### [Texto para leitura]

_ _ _ _

Sr. Presidente, Sras e Srs. Senadores, sei que no primeiro ano do Governo Lula esse valor não será atingido, pois deverá ficar entre R$240,00 e, no máximo, R$250,00, mediante um acordo realizado na peça orçamentária, com a participação de os todos Partidos, tanto do Governo anterior quando do Governo atual. É bom lembrarmos, Sr. Presidente, que a proposta original que veio ao Congresso ainda na LDO apontava para um salário mínimo de R$211,00.

Foi com muito esforço que chegamos ao patamar que deve ultrapassar os R$240,00. Mas faço uma advertência à Casa e à imprensa em geral - pela qual tenho o maior carinho - não coloquem não digam que o Senador Paulo Paim já não defende o salário mínimo de US$100,00. Afirmo, Sr. Presidente, que apresentei na primeira sessão do Senado um projeto de lei para que o salário mínimo, ainda no Governo de Luiz Inácio Lula da Silva, seja correspondente a pelo menos US$100,00. Vou além, Sr. Presidente, não pensem V. Exas que para mim o salário mínimo ideal é o de US$100,00, porque ainda é muito pouco. Falo em US$100,00, mas, ao mesmo tempo, poderia dizer que 100 milhões de brasileiros ficam na faixa da população que recebe de zero a um salário mínimo. Somos 175 milhões, e 100 milhões ficam nessa faixa. Não que recebam um salário mínimo, a maioria, no mínimo 55 milhões, recebe de zero a meio salário.

Digo mais, Sr. Presidente, temos a obrigação de ajudar a construir, neste País, o respeito ao art. 7º da Constituição. E esse, sim, seria o salário mínimo ideal. Claro que não espero que isso aconteça por toque de mágica. Mas temos de ter como meta a construção de um salário mínimo que atenda o que manda a Constituição.

_ _ _ _

### [Instruções e requisitos]
Segundo o texto para leitura, para qual valor de salário mínimo apontava a proposta original que chegou ao Congresso na LDO?

### [Registros de dados]
_ _ _ _

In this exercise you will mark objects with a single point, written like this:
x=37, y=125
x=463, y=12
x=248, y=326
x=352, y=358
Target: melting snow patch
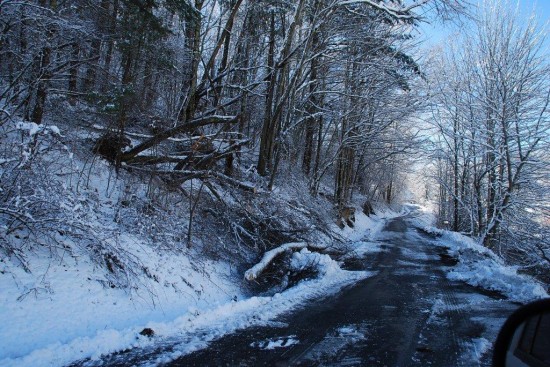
x=281, y=342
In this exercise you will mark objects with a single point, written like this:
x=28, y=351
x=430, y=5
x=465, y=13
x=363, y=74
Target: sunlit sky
x=436, y=32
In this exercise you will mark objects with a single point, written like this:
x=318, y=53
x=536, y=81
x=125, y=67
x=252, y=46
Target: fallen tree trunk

_ _ _ _

### [Resposta à tarefa]
A proposta original apontava para um salário mínimo de R$211,00.